Provided passage
· · ·

Whether they SHOULD be used at all is a separate question. But they ARE being used and/or are about to be used in many places.
If a bill that calls for a VVPB gets passed at this point, it may mean that if counties DO BUY THEM... then they would buy them with VVPBs... or WAIT to buy them so as to avoid an expensive retrofit in the near future. Counties' having to delay the purchase of paperless DREs gives us a chance to get them to reconsider a better alternative, such as optical-scan or other paper ballots... especially if they have to "deal with paper anyway." Case in point: Ohio, where the legislature recently agreed that VVPBs would be required in the near future. Suddenly LOTS of counties that had been on the verge of getting new touchscreens have delayed their decision (at last count, 22 out of 31).
> The "audit trail" bills are intended to deceive voters into believing that
> they are verifying the votes that will decide an election. This is not what
> these bills do.

· · ·

Exercise aim
Answer these questions about the voting-machine text above:
(a) If a bill requiring a VVPB passes, what two choices does the text say counties that buy the machines might make?
(b) At last count, how many Ohio counties had delayed their decision on new touchscreens?
(c) According to the quoted lines, what are the "audit trail" bills intended to do?

Material shown
· · ·

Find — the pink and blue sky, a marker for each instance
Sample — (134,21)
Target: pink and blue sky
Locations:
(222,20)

· · ·

Result of this exercise
(a) They would buy the machines with VVPBs, or wait to buy them to avoid an expensive retrofit in the near future.
(b) 22 out of 31.
(c) To deceive voters into believing that they are verifying the votes that will decide an election.